▶ What you should do
Retype precisely the section of the data that starts at the line containing "target: aerial mast" and runs to its final line, ends included.

▶ Record set
** begin **
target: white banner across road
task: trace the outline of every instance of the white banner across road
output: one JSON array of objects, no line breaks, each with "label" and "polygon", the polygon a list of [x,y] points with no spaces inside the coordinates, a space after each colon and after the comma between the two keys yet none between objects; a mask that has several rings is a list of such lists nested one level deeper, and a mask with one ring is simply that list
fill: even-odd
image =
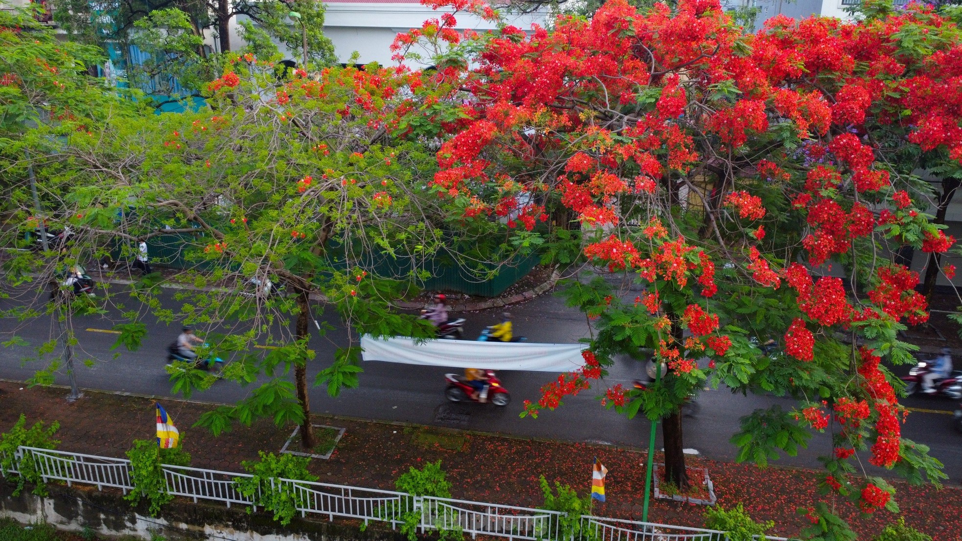
[{"label": "white banner across road", "polygon": [[585,363],[581,357],[581,350],[585,349],[583,344],[472,340],[427,340],[416,344],[412,338],[374,338],[366,334],[361,337],[361,347],[364,360],[428,366],[569,372]]}]

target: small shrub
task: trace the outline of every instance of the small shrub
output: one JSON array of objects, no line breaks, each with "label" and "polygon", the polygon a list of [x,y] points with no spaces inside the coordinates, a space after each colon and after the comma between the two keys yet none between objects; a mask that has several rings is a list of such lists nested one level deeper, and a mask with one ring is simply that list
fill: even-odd
[{"label": "small shrub", "polygon": [[[23,413],[17,419],[16,424],[9,432],[0,434],[0,469],[4,472],[13,469],[14,454],[21,445],[26,447],[36,447],[38,449],[56,449],[60,440],[53,439],[54,433],[60,430],[60,423],[54,421],[49,429],[43,428],[43,422],[38,421],[29,430],[27,426],[27,416]],[[16,489],[13,496],[20,494],[26,481],[34,483],[34,494],[38,496],[47,495],[47,485],[43,482],[43,478],[37,471],[37,464],[34,455],[26,454],[16,470],[20,476],[16,480]]]},{"label": "small shrub", "polygon": [[[240,464],[244,471],[254,476],[251,478],[234,478],[234,483],[240,494],[254,500],[256,505],[261,505],[274,512],[274,520],[287,526],[297,512],[297,506],[302,502],[300,497],[288,483],[271,483],[271,479],[290,479],[298,480],[317,480],[317,476],[307,470],[311,459],[307,456],[282,454],[277,456],[273,453],[265,454],[259,451],[260,460],[244,460]],[[251,512],[250,507],[247,512]]]},{"label": "small shrub", "polygon": [[753,535],[764,541],[765,532],[775,526],[772,521],[755,522],[741,504],[727,511],[718,505],[705,511],[704,517],[705,528],[728,532],[730,541],[751,541]]},{"label": "small shrub", "polygon": [[[570,485],[561,484],[558,481],[554,481],[554,490],[557,491],[557,495],[555,495],[544,476],[541,476],[539,482],[541,483],[542,494],[544,496],[544,504],[538,508],[567,513],[559,517],[558,539],[583,539],[590,541],[591,538],[594,538],[594,535],[586,535],[590,533],[588,530],[583,531],[581,529],[581,515],[591,514],[591,496],[579,497],[578,493]],[[552,532],[543,531],[539,532],[539,535],[546,536],[549,533]]]},{"label": "small shrub", "polygon": [[[434,498],[450,498],[451,483],[447,480],[447,474],[441,468],[441,460],[428,462],[420,470],[411,467],[407,473],[401,474],[394,481],[394,488],[399,492],[406,492],[412,496],[431,496]],[[406,511],[401,513],[401,533],[408,536],[410,541],[418,539],[418,526],[420,524],[421,511],[413,510],[413,502],[409,502],[405,507]],[[444,509],[441,515],[435,518],[435,527],[438,529],[438,538],[440,541],[461,539],[463,529],[455,526],[453,529],[443,528],[446,524],[457,524],[453,520],[454,516],[450,509]],[[392,515],[392,509],[386,509],[385,513]],[[452,520],[446,520],[446,519]]]},{"label": "small shrub", "polygon": [[873,541],[932,541],[932,537],[907,526],[905,519],[899,518],[899,522],[886,526]]},{"label": "small shrub", "polygon": [[11,519],[0,519],[0,539],[3,541],[61,541],[57,530],[48,524],[25,528]]},{"label": "small shrub", "polygon": [[413,466],[408,472],[401,474],[394,481],[398,492],[407,492],[416,496],[433,496],[435,498],[450,498],[451,483],[447,481],[447,474],[441,468],[441,460],[428,462],[420,470]]},{"label": "small shrub", "polygon": [[[183,445],[183,436],[180,441]],[[167,492],[167,483],[164,479],[164,469],[161,464],[190,465],[190,455],[181,449],[181,447],[161,449],[157,446],[157,440],[134,440],[134,447],[127,452],[127,457],[130,458],[130,477],[134,482],[134,490],[124,496],[124,499],[137,505],[140,502],[140,498],[147,498],[150,501],[150,516],[156,517],[157,513],[161,512],[161,505],[174,499]]]}]

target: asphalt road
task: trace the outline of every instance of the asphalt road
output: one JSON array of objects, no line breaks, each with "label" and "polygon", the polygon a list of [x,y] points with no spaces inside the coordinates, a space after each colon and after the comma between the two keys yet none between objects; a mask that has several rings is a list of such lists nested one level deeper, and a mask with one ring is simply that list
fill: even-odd
[{"label": "asphalt road", "polygon": [[[165,306],[179,306],[172,295],[171,292],[165,296]],[[0,309],[9,307],[13,302],[16,301],[0,300]],[[514,314],[517,333],[526,335],[532,342],[573,343],[589,332],[584,315],[566,307],[560,299],[554,297],[543,296],[510,309]],[[498,309],[463,314],[468,318],[466,335],[477,336],[484,326],[496,323],[499,312]],[[75,318],[74,327],[79,339],[76,357],[79,361],[93,360],[89,367],[78,365],[79,386],[172,396],[164,365],[165,347],[176,337],[179,325],[149,323],[148,336],[139,351],[128,352],[122,348],[112,351],[111,346],[116,335],[104,331],[113,327],[111,314],[116,313],[118,308],[111,309],[103,317]],[[55,336],[57,327],[49,318],[28,322],[9,318],[0,320],[0,341],[7,341],[13,334],[36,347]],[[312,339],[311,346],[317,352],[312,372],[319,371],[331,361],[334,344],[343,344],[346,336],[345,330],[339,326],[326,336]],[[35,356],[32,348],[0,348],[0,378],[24,381],[31,377],[41,364],[22,359]],[[617,359],[609,376],[595,388],[566,400],[556,411],[543,411],[538,419],[519,418],[521,403],[525,399],[536,401],[541,385],[553,380],[556,374],[502,372],[499,376],[512,393],[512,403],[506,407],[495,407],[491,405],[448,403],[443,395],[443,374],[451,371],[455,370],[367,361],[364,363],[359,388],[345,389],[338,398],[329,397],[321,387],[312,388],[311,407],[315,412],[367,419],[405,421],[519,436],[647,446],[649,425],[646,420],[626,419],[614,410],[606,410],[597,400],[607,386],[616,383],[630,385],[641,376],[641,363],[636,360]],[[309,381],[314,381],[313,373],[309,374]],[[65,375],[59,374],[56,382],[65,384]],[[233,403],[247,392],[247,389],[233,382],[218,381],[193,398]],[[789,400],[771,396],[744,397],[723,388],[702,392],[698,403],[700,408],[697,414],[684,420],[685,447],[723,460],[735,457],[737,450],[728,440],[738,430],[741,416],[773,404],[780,404],[786,409],[793,406]],[[962,433],[952,429],[949,414],[956,405],[947,399],[928,397],[912,397],[904,400],[903,404],[915,409],[902,428],[903,436],[928,445],[930,454],[945,464],[945,471],[952,478],[952,482],[958,483],[962,480]],[[659,444],[660,439],[659,435]],[[808,449],[801,451],[797,456],[784,456],[778,463],[820,467],[816,457],[829,453],[831,444],[828,436],[815,434]]]}]

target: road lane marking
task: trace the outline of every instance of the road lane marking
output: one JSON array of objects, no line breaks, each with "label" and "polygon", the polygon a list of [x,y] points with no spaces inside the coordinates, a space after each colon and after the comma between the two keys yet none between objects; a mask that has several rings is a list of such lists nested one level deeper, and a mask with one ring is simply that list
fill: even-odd
[{"label": "road lane marking", "polygon": [[925,409],[924,407],[906,407],[905,409],[919,413],[943,413],[945,415],[953,415],[955,413],[951,409]]}]

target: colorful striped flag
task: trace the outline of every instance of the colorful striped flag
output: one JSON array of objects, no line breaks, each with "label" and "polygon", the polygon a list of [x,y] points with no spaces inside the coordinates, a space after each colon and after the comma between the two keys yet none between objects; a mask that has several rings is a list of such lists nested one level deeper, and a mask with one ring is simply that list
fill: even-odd
[{"label": "colorful striped flag", "polygon": [[180,439],[180,432],[174,426],[173,417],[167,414],[161,403],[157,403],[157,445],[161,449],[172,449],[177,447]]},{"label": "colorful striped flag", "polygon": [[592,468],[592,498],[598,502],[604,502],[604,477],[606,475],[608,475],[608,468],[605,468],[595,457],[595,467]]}]

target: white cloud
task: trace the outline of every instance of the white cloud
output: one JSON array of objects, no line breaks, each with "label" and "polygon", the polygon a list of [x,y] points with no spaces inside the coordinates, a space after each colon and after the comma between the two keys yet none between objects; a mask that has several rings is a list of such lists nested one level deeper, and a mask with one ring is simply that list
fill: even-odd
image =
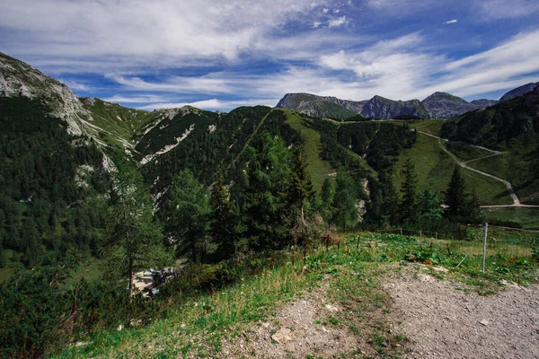
[{"label": "white cloud", "polygon": [[535,0],[475,0],[474,4],[490,20],[526,17],[539,12]]},{"label": "white cloud", "polygon": [[338,17],[337,19],[331,19],[328,22],[330,28],[337,28],[342,26],[347,22],[346,16]]},{"label": "white cloud", "polygon": [[202,109],[210,110],[230,110],[239,106],[256,106],[263,105],[273,107],[277,103],[278,99],[264,99],[264,100],[242,100],[242,101],[223,101],[218,99],[203,100],[194,102],[161,102],[161,103],[151,103],[149,105],[139,107],[141,109],[174,109],[181,108],[183,106],[193,106]]},{"label": "white cloud", "polygon": [[128,66],[235,61],[316,13],[309,0],[20,0],[3,5],[0,44],[14,56],[49,59],[51,67],[88,58]]},{"label": "white cloud", "polygon": [[126,96],[116,94],[112,97],[102,99],[109,102],[116,103],[151,103],[151,102],[165,102],[170,101],[168,97],[157,95],[142,95],[142,96]]}]

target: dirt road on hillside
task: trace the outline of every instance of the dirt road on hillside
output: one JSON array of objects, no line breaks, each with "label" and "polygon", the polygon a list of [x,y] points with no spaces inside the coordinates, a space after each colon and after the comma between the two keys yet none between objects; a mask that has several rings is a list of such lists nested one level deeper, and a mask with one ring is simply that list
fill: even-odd
[{"label": "dirt road on hillside", "polygon": [[539,287],[464,293],[427,274],[385,285],[411,340],[403,358],[539,358]]},{"label": "dirt road on hillside", "polygon": [[445,142],[451,142],[446,138],[441,138],[438,137],[437,136],[429,134],[428,132],[424,132],[424,131],[420,131],[418,130],[419,133],[422,134],[422,135],[426,135],[429,136],[430,137],[434,137],[437,138],[438,140],[438,144],[440,145],[440,148],[442,150],[444,150],[444,152],[447,154],[449,154],[451,156],[451,158],[453,158],[453,160],[455,160],[455,162],[461,166],[462,168],[464,168],[466,170],[470,170],[473,172],[479,173],[481,175],[491,178],[493,180],[496,180],[501,183],[503,183],[505,185],[505,187],[508,188],[508,192],[509,194],[509,196],[511,197],[511,199],[513,200],[513,204],[512,205],[499,205],[499,206],[482,206],[482,208],[493,208],[493,207],[521,207],[521,206],[526,206],[526,207],[535,207],[535,208],[539,208],[539,206],[532,206],[532,205],[522,205],[520,203],[520,199],[518,199],[518,197],[517,197],[517,194],[515,193],[515,188],[513,188],[513,186],[511,185],[511,183],[508,180],[505,180],[503,179],[500,179],[499,177],[496,177],[494,175],[491,175],[490,173],[487,172],[483,172],[482,171],[479,171],[476,170],[473,167],[468,166],[466,163],[469,163],[471,162],[475,162],[475,161],[479,161],[479,160],[483,160],[485,158],[489,158],[489,157],[492,157],[492,156],[497,156],[499,154],[501,154],[501,153],[499,151],[495,151],[495,150],[490,150],[490,148],[486,148],[483,146],[478,146],[478,145],[474,145],[474,144],[468,144],[471,145],[473,147],[475,148],[480,148],[482,150],[485,150],[485,151],[489,151],[493,153],[492,154],[489,154],[488,156],[484,156],[484,157],[480,157],[480,158],[474,158],[473,160],[469,160],[469,161],[465,161],[465,162],[461,162],[455,154],[453,154],[450,151],[448,151],[446,146],[442,145],[440,141],[445,141]]}]

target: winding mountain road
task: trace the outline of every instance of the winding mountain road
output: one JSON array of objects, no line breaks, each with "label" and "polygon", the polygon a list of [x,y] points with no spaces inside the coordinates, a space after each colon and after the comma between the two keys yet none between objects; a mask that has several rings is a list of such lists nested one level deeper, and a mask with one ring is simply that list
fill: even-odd
[{"label": "winding mountain road", "polygon": [[453,154],[449,150],[447,150],[446,148],[445,145],[442,144],[441,141],[445,141],[445,142],[452,142],[449,141],[447,138],[442,138],[442,137],[438,137],[437,136],[429,134],[428,132],[424,132],[424,131],[420,131],[420,130],[417,130],[419,133],[425,135],[425,136],[429,136],[430,137],[433,138],[437,138],[438,140],[438,144],[440,145],[440,148],[442,150],[444,150],[444,152],[447,154],[449,154],[451,156],[451,158],[453,158],[455,160],[455,162],[456,163],[458,163],[459,166],[461,166],[462,168],[464,168],[466,170],[472,171],[473,172],[479,173],[481,175],[489,177],[490,179],[496,180],[501,183],[503,183],[505,185],[505,187],[508,188],[508,192],[509,193],[509,196],[511,197],[511,199],[513,200],[513,204],[512,205],[498,205],[498,206],[482,206],[482,208],[504,208],[504,207],[535,207],[535,208],[539,208],[539,206],[533,206],[533,205],[523,205],[520,203],[520,199],[518,199],[518,197],[517,197],[517,194],[515,193],[515,188],[513,188],[513,186],[511,185],[511,183],[508,180],[502,180],[499,177],[496,177],[494,175],[491,175],[490,173],[487,172],[483,172],[482,171],[479,171],[476,170],[474,168],[472,168],[470,166],[468,166],[466,163],[469,163],[471,162],[474,162],[474,161],[479,161],[479,160],[483,160],[485,158],[489,158],[489,157],[493,157],[493,156],[497,156],[501,154],[501,152],[499,151],[496,151],[496,150],[491,150],[490,148],[486,148],[483,146],[478,146],[478,145],[474,145],[474,144],[469,144],[473,147],[475,148],[479,148],[484,151],[488,151],[492,153],[492,154],[489,154],[488,156],[483,156],[483,157],[479,157],[479,158],[474,158],[473,160],[469,160],[469,161],[465,161],[465,162],[461,162],[455,154]]}]

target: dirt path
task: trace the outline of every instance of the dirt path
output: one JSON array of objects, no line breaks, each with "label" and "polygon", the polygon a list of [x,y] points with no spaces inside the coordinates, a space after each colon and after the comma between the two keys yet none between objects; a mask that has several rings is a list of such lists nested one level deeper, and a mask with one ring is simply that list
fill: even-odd
[{"label": "dirt path", "polygon": [[288,302],[266,322],[259,322],[235,338],[223,343],[223,358],[331,358],[376,356],[367,338],[349,328],[328,322],[331,314],[343,311],[328,302],[327,283],[302,298]]},{"label": "dirt path", "polygon": [[418,130],[418,132],[420,133],[420,134],[429,136],[430,137],[437,138],[438,140],[438,144],[440,145],[440,148],[442,150],[444,150],[444,152],[446,153],[449,154],[451,156],[451,158],[453,158],[453,160],[455,160],[455,162],[456,163],[458,163],[458,165],[461,166],[462,168],[464,168],[466,170],[470,170],[470,171],[472,171],[473,172],[476,172],[476,173],[479,173],[481,175],[483,175],[483,176],[489,177],[490,179],[496,180],[498,180],[498,181],[499,181],[499,182],[501,182],[501,183],[503,183],[505,185],[505,187],[508,188],[508,192],[509,193],[509,196],[511,197],[511,199],[513,200],[513,204],[512,205],[499,205],[499,206],[482,206],[482,208],[492,208],[492,207],[500,207],[501,208],[501,207],[521,207],[521,206],[539,207],[539,206],[532,206],[532,205],[527,205],[526,206],[526,205],[522,205],[520,203],[520,199],[518,199],[518,197],[517,197],[517,194],[515,193],[515,188],[513,188],[513,186],[511,185],[511,183],[509,181],[502,180],[499,177],[496,177],[496,176],[491,175],[490,173],[483,172],[482,171],[476,170],[476,169],[474,169],[473,167],[470,167],[470,166],[468,166],[466,164],[466,163],[469,163],[469,162],[471,162],[473,161],[479,161],[479,160],[482,160],[482,159],[485,159],[485,158],[489,158],[489,157],[497,156],[499,154],[501,154],[501,153],[499,151],[490,150],[490,148],[486,148],[486,147],[483,147],[483,146],[478,146],[478,145],[474,145],[474,144],[469,144],[469,145],[471,145],[473,147],[476,147],[476,148],[480,148],[482,150],[491,152],[491,153],[493,153],[493,154],[489,154],[488,156],[475,158],[475,159],[465,161],[465,162],[461,162],[455,154],[453,154],[450,151],[448,151],[446,148],[446,146],[442,145],[442,144],[441,144],[440,141],[450,142],[448,139],[446,139],[446,138],[441,138],[441,137],[438,137],[437,136],[435,136],[435,135],[432,135],[432,134],[429,134],[429,133],[427,133],[427,132],[424,132],[424,131]]},{"label": "dirt path", "polygon": [[426,274],[384,285],[411,340],[403,358],[538,358],[539,287],[466,293]]}]

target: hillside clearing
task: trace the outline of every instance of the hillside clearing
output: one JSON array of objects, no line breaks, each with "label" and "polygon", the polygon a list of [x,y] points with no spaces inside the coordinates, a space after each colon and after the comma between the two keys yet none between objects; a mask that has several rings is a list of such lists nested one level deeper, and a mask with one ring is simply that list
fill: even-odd
[{"label": "hillside clearing", "polygon": [[[537,238],[522,235],[489,244],[484,274],[481,241],[347,235],[305,265],[285,252],[282,265],[169,303],[144,326],[80,337],[56,357],[534,357],[503,329],[522,346],[538,339]],[[422,264],[433,261],[444,267]]]}]

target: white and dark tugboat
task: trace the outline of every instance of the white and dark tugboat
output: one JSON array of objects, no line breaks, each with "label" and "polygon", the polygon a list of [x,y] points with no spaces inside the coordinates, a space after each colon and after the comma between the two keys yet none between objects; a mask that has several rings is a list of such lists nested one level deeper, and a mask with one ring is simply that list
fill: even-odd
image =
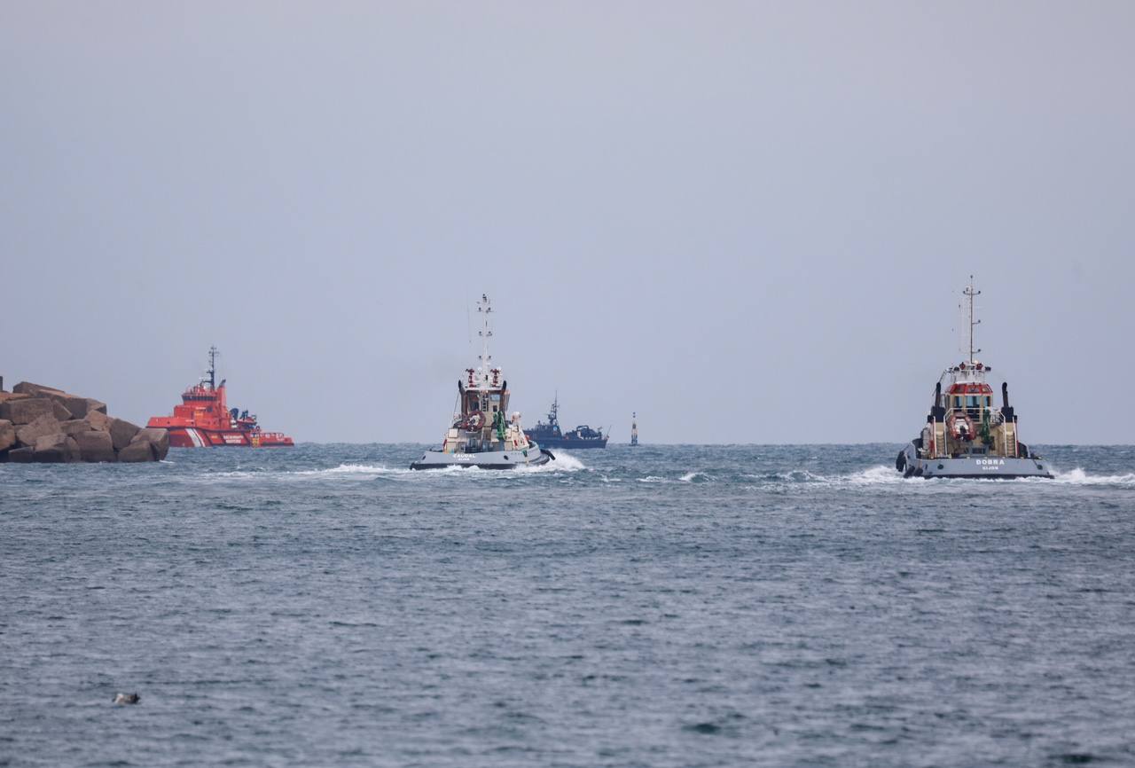
[{"label": "white and dark tugboat", "polygon": [[907,478],[1051,478],[1048,462],[1028,450],[1017,434],[1009,385],[1001,385],[1001,407],[985,382],[992,370],[974,348],[973,278],[962,294],[969,301],[969,357],[949,368],[934,386],[934,404],[922,434],[899,454],[894,469]]},{"label": "white and dark tugboat", "polygon": [[481,470],[512,470],[547,464],[555,456],[526,437],[520,413],[508,413],[508,382],[499,368],[491,366],[489,338],[493,336],[493,306],[486,295],[477,304],[481,314],[480,368],[465,369],[457,380],[461,408],[453,416],[442,447],[427,450],[410,465],[411,470],[443,470],[451,466]]}]

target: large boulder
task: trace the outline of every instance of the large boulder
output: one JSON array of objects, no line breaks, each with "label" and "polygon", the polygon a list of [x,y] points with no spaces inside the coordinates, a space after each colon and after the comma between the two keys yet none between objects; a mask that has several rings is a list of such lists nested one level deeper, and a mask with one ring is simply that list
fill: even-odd
[{"label": "large boulder", "polygon": [[78,444],[64,433],[44,434],[35,441],[33,462],[59,463],[79,461]]},{"label": "large boulder", "polygon": [[[82,423],[82,422],[79,422]],[[115,444],[110,432],[76,432],[72,437],[78,445],[79,455],[84,462],[116,462]]]},{"label": "large boulder", "polygon": [[86,415],[83,416],[83,421],[90,424],[91,429],[102,430],[103,432],[110,431],[110,416],[101,411],[87,411]]},{"label": "large boulder", "polygon": [[31,381],[20,381],[18,385],[12,387],[11,390],[18,395],[31,395],[32,397],[66,394],[62,389],[56,389],[54,387],[47,387],[44,385],[35,385]]},{"label": "large boulder", "polygon": [[50,397],[25,397],[0,403],[0,419],[14,424],[30,424],[44,414],[54,414]]},{"label": "large boulder", "polygon": [[16,430],[16,439],[25,446],[34,446],[35,441],[48,434],[62,434],[59,428],[59,420],[50,413],[45,413],[31,424],[24,424]]},{"label": "large boulder", "polygon": [[118,451],[119,462],[152,462],[153,445],[149,440],[132,442]]},{"label": "large boulder", "polygon": [[166,458],[169,453],[169,431],[155,427],[146,427],[138,430],[131,444],[146,441],[153,448],[153,457],[159,462]]},{"label": "large boulder", "polygon": [[59,430],[64,434],[75,437],[78,432],[90,432],[91,424],[85,419],[70,419],[59,422]]},{"label": "large boulder", "polygon": [[137,424],[132,424],[125,419],[110,419],[110,437],[115,441],[115,450],[121,450],[131,444],[134,436],[138,433],[142,428]]},{"label": "large boulder", "polygon": [[59,421],[68,421],[75,417],[74,414],[72,414],[70,408],[54,398],[51,399],[51,412]]},{"label": "large boulder", "polygon": [[8,451],[8,461],[12,464],[31,464],[33,456],[35,455],[35,448],[32,446],[25,446],[24,448],[12,448]]},{"label": "large boulder", "polygon": [[92,411],[107,413],[107,404],[101,400],[96,400],[93,397],[76,397],[75,395],[67,395],[59,402],[64,404],[64,407],[72,412],[72,416],[75,419],[83,419]]}]

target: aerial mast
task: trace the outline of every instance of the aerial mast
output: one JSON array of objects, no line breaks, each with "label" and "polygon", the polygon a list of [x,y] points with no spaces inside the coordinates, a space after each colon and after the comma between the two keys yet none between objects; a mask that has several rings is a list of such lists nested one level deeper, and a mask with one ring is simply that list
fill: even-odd
[{"label": "aerial mast", "polygon": [[493,326],[489,319],[489,313],[493,312],[493,303],[489,301],[487,294],[481,294],[481,301],[477,302],[477,311],[481,314],[481,329],[477,331],[477,335],[481,337],[481,381],[484,386],[488,386],[491,380],[489,377],[489,363],[493,356],[489,354],[489,338],[493,337]]},{"label": "aerial mast", "polygon": [[217,346],[209,347],[209,389],[217,389]]},{"label": "aerial mast", "polygon": [[969,364],[973,365],[976,362],[974,355],[981,352],[981,349],[974,349],[974,327],[982,322],[981,320],[974,320],[974,297],[981,296],[982,292],[974,288],[973,275],[969,276],[969,285],[961,293],[969,299]]}]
** end **
▶ Correct answer
target: aerial mast
task: trace the outline of every instance of the aerial mast
output: one JSON array of objects, no line breaks, each with "label" and "polygon", the polygon a list of [x,y] points with no spaces inside the coordinates, a space after each colon and after the comma between the two keys yet none between objects; a mask that has several rings is a list of such lists nested one level deeper, and a mask with one ring is simply that list
fill: even-odd
[{"label": "aerial mast", "polygon": [[493,326],[489,319],[489,313],[493,312],[493,303],[489,301],[487,294],[481,294],[481,301],[477,302],[477,311],[481,314],[481,329],[477,331],[477,335],[481,337],[481,381],[484,386],[488,386],[491,380],[489,377],[489,363],[493,356],[489,354],[489,338],[493,337]]},{"label": "aerial mast", "polygon": [[217,346],[209,347],[209,389],[217,389]]},{"label": "aerial mast", "polygon": [[969,364],[973,365],[976,362],[974,355],[981,352],[981,349],[974,349],[974,327],[982,322],[981,320],[974,320],[974,297],[981,296],[982,292],[974,288],[973,275],[969,276],[969,285],[961,293],[969,299]]}]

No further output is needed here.